▸ What to work on: Transcribe the listing below in full, keeping every line exactly as it is.
_ _ _ _
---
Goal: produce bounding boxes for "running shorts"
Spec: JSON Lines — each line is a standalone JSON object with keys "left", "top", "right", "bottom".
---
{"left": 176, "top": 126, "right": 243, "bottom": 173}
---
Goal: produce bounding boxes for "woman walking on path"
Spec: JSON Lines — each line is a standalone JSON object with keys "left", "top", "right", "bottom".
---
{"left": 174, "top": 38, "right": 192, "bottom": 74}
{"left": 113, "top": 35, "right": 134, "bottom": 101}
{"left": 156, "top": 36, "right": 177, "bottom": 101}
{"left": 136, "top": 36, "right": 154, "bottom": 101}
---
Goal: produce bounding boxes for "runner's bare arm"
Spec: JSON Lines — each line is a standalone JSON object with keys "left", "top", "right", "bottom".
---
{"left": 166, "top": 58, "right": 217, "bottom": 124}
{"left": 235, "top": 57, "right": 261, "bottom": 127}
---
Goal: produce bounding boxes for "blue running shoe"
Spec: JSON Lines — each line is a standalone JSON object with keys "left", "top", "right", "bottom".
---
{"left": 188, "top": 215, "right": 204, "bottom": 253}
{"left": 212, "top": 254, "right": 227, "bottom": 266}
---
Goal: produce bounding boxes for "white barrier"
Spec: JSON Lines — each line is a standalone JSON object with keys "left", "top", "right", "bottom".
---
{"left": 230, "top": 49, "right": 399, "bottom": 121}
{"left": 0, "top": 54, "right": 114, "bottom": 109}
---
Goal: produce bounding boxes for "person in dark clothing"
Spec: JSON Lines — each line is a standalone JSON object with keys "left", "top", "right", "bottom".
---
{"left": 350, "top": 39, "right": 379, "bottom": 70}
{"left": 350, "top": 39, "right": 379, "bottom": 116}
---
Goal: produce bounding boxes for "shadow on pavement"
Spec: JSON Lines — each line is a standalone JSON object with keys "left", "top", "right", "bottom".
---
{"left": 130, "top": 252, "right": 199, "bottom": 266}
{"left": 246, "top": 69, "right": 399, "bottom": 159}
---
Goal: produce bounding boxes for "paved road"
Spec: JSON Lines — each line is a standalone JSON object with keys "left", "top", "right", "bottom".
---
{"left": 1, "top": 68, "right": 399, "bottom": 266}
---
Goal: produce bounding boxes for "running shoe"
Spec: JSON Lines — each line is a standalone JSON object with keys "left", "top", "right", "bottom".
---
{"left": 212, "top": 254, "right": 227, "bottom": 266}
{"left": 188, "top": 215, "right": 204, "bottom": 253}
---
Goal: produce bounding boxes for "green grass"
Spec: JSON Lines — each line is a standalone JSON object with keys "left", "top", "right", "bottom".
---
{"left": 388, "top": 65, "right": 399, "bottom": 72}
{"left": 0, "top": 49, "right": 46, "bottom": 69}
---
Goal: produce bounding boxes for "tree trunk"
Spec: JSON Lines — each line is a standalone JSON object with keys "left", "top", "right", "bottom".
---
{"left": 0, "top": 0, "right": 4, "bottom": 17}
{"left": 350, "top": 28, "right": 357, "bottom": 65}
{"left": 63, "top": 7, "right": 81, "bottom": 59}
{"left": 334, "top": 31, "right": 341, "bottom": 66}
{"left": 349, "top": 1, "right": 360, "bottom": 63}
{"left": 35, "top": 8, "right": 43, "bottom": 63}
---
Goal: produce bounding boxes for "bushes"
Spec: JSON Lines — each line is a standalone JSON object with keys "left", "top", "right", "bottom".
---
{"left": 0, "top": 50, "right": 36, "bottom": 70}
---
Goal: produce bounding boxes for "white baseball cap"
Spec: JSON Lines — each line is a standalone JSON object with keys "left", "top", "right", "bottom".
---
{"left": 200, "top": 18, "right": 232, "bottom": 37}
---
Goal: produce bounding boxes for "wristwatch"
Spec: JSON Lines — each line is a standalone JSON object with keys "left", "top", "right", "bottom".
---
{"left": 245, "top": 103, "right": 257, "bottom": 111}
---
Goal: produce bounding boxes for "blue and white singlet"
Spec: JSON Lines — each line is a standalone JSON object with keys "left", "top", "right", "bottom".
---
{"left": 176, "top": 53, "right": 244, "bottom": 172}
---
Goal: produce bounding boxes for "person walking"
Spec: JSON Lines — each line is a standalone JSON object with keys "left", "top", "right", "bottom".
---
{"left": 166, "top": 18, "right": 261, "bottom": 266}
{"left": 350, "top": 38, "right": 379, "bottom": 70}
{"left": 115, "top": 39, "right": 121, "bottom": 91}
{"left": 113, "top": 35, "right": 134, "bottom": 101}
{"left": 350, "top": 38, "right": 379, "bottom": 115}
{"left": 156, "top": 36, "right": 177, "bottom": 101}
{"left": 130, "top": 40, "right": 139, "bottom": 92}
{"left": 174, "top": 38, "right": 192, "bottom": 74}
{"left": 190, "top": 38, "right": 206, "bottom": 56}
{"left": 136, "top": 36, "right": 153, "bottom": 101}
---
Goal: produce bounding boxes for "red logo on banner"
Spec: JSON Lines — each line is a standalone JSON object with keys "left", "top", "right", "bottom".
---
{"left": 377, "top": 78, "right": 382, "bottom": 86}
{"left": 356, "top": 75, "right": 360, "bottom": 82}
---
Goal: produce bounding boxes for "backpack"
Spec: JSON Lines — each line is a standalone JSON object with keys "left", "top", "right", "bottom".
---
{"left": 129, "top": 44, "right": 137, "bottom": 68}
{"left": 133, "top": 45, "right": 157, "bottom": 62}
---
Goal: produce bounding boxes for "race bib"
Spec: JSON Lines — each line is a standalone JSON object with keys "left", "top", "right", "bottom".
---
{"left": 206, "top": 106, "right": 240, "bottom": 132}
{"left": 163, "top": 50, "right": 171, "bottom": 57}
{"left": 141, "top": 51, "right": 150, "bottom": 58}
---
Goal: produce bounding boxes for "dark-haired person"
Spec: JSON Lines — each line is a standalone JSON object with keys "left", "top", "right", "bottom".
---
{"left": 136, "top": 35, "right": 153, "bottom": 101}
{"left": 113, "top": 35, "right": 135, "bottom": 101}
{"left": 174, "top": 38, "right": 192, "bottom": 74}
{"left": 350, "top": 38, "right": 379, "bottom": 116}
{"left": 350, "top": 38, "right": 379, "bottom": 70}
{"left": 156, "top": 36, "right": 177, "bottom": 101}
_ _ _ _
▸ Response:
---
Goal: produce bounding boxes for "running shorts"
Spec: JSON Lines — each line is a standalone JSON object with keys "left", "top", "right", "bottom".
---
{"left": 176, "top": 126, "right": 243, "bottom": 173}
---
Goal: produce bounding boxes for "woman walking on path"
Spec: JSON Lines — each line is a standalone JSON object with keys "left", "top", "right", "bottom".
---
{"left": 174, "top": 38, "right": 192, "bottom": 74}
{"left": 113, "top": 35, "right": 134, "bottom": 101}
{"left": 156, "top": 36, "right": 177, "bottom": 101}
{"left": 136, "top": 36, "right": 154, "bottom": 101}
---
Goal: produce bounding boxes for "runner's bare arm"
Spec: JSON Lines — each line is a standalone JSON object with keys "left", "top", "right", "bottom".
---
{"left": 166, "top": 58, "right": 217, "bottom": 124}
{"left": 235, "top": 57, "right": 261, "bottom": 127}
---
Goal: produce bounding boxes for "blue running shoe"
Spec: JSON Lines — each line is a standalone JSON object with keys "left", "top", "right", "bottom".
---
{"left": 188, "top": 215, "right": 204, "bottom": 253}
{"left": 212, "top": 254, "right": 227, "bottom": 266}
---
Goal: produce bounding boxes for "white barrier"
Spec: JSON Lines — each line is a standalone JSON object with keys "left", "top", "right", "bottom".
---
{"left": 230, "top": 49, "right": 399, "bottom": 121}
{"left": 0, "top": 54, "right": 114, "bottom": 109}
---
Goal: produce bounding boxes for "person in dark clothing"
Spec: JSON Lines — each line is a standalone JSON object with keys "left", "top", "right", "bottom".
---
{"left": 350, "top": 39, "right": 379, "bottom": 70}
{"left": 350, "top": 39, "right": 379, "bottom": 116}
---
Goal: produce bounding boxes for "shadow on pavement"
Spec: JSON Lines — each line is a standalone JSON object with keys "left", "top", "right", "bottom".
---
{"left": 130, "top": 252, "right": 199, "bottom": 266}
{"left": 246, "top": 69, "right": 399, "bottom": 159}
---
Goal: produce bounding boxes for "paved road"
Spec: JSON Lines — each line is a standalone JSON object with keys "left", "top", "right", "bottom".
---
{"left": 1, "top": 68, "right": 399, "bottom": 266}
---
Goal: produce bounding boxes for "running shoe"
Spec: JSON Lines — each line is a standalone JSON object with keys "left", "top", "right", "bottom".
---
{"left": 212, "top": 254, "right": 227, "bottom": 266}
{"left": 188, "top": 215, "right": 204, "bottom": 253}
---
Goal: produce bounding boxes for "green grass"
Spec: JSON Lines — each line is a standalone JSON object with keys "left", "top", "right", "bottom".
---
{"left": 388, "top": 65, "right": 399, "bottom": 72}
{"left": 0, "top": 49, "right": 46, "bottom": 69}
---
Goal: produce bounding boxes for "tree trunk"
Spec: JSON Lines — each line is a standalone JSON object with keys "left", "top", "right", "bottom".
---
{"left": 0, "top": 0, "right": 4, "bottom": 17}
{"left": 350, "top": 28, "right": 357, "bottom": 65}
{"left": 63, "top": 7, "right": 81, "bottom": 59}
{"left": 334, "top": 31, "right": 341, "bottom": 66}
{"left": 349, "top": 1, "right": 360, "bottom": 63}
{"left": 35, "top": 8, "right": 43, "bottom": 63}
---
Goal: produce bounding boxes for "bushes"
Spec: JSON Lines — each line is a standalone JSON object with keys "left", "top", "right", "bottom".
---
{"left": 0, "top": 50, "right": 36, "bottom": 70}
---
Goal: produce bounding boxes for "white baseball cap"
Spec: JSON Lines — each line is a standalone JSON object with keys "left", "top", "right", "bottom".
---
{"left": 200, "top": 18, "right": 232, "bottom": 37}
---
Goal: produce bounding boxes for "wristwatch"
Spec: JSON Lines — each line is a standalone JSON object with keys "left", "top", "right", "bottom".
---
{"left": 245, "top": 103, "right": 257, "bottom": 111}
---
Goal: produce bounding boxes for "blue and white singlet"
Spec: JSON Lines — each line is a standalone JSON object with keys "left", "top", "right", "bottom".
---
{"left": 176, "top": 53, "right": 244, "bottom": 172}
---
Goal: produce bounding boxes for "person walking"
Spec: JSON Lines — each line is a standalone JSON object with keys "left", "top", "right", "bottom".
---
{"left": 166, "top": 18, "right": 261, "bottom": 266}
{"left": 350, "top": 38, "right": 379, "bottom": 70}
{"left": 115, "top": 39, "right": 121, "bottom": 91}
{"left": 113, "top": 35, "right": 134, "bottom": 101}
{"left": 350, "top": 38, "right": 379, "bottom": 115}
{"left": 156, "top": 36, "right": 177, "bottom": 101}
{"left": 130, "top": 40, "right": 139, "bottom": 92}
{"left": 174, "top": 38, "right": 192, "bottom": 74}
{"left": 190, "top": 38, "right": 206, "bottom": 56}
{"left": 136, "top": 36, "right": 153, "bottom": 101}
---
Goal: produce bounding boxes for "red logo on banner"
Spec: JSON Lines — each line is a standalone JSON object with keys "left", "top", "right", "bottom".
---
{"left": 377, "top": 78, "right": 382, "bottom": 86}
{"left": 356, "top": 75, "right": 360, "bottom": 82}
---
Goal: produce bounding boxes for "backpack"
Spec: JSON Lines — each line is a standalone JSON object with keys "left", "top", "right", "bottom".
---
{"left": 129, "top": 44, "right": 137, "bottom": 68}
{"left": 133, "top": 45, "right": 157, "bottom": 62}
---
Goal: produce bounding boxes for "race bib"
Spec: JSON Lines — each line is a standalone JSON object with keys "left", "top", "right", "bottom".
---
{"left": 206, "top": 106, "right": 240, "bottom": 132}
{"left": 163, "top": 50, "right": 171, "bottom": 57}
{"left": 141, "top": 51, "right": 150, "bottom": 58}
---
Goal: produce bounding boxes for "dark-haired person"
Spec: JSON Lines — each line is a standalone JSON object with keys "left", "top", "right", "bottom".
---
{"left": 136, "top": 35, "right": 153, "bottom": 101}
{"left": 113, "top": 35, "right": 135, "bottom": 101}
{"left": 174, "top": 38, "right": 192, "bottom": 74}
{"left": 350, "top": 38, "right": 379, "bottom": 116}
{"left": 350, "top": 38, "right": 379, "bottom": 70}
{"left": 156, "top": 36, "right": 177, "bottom": 101}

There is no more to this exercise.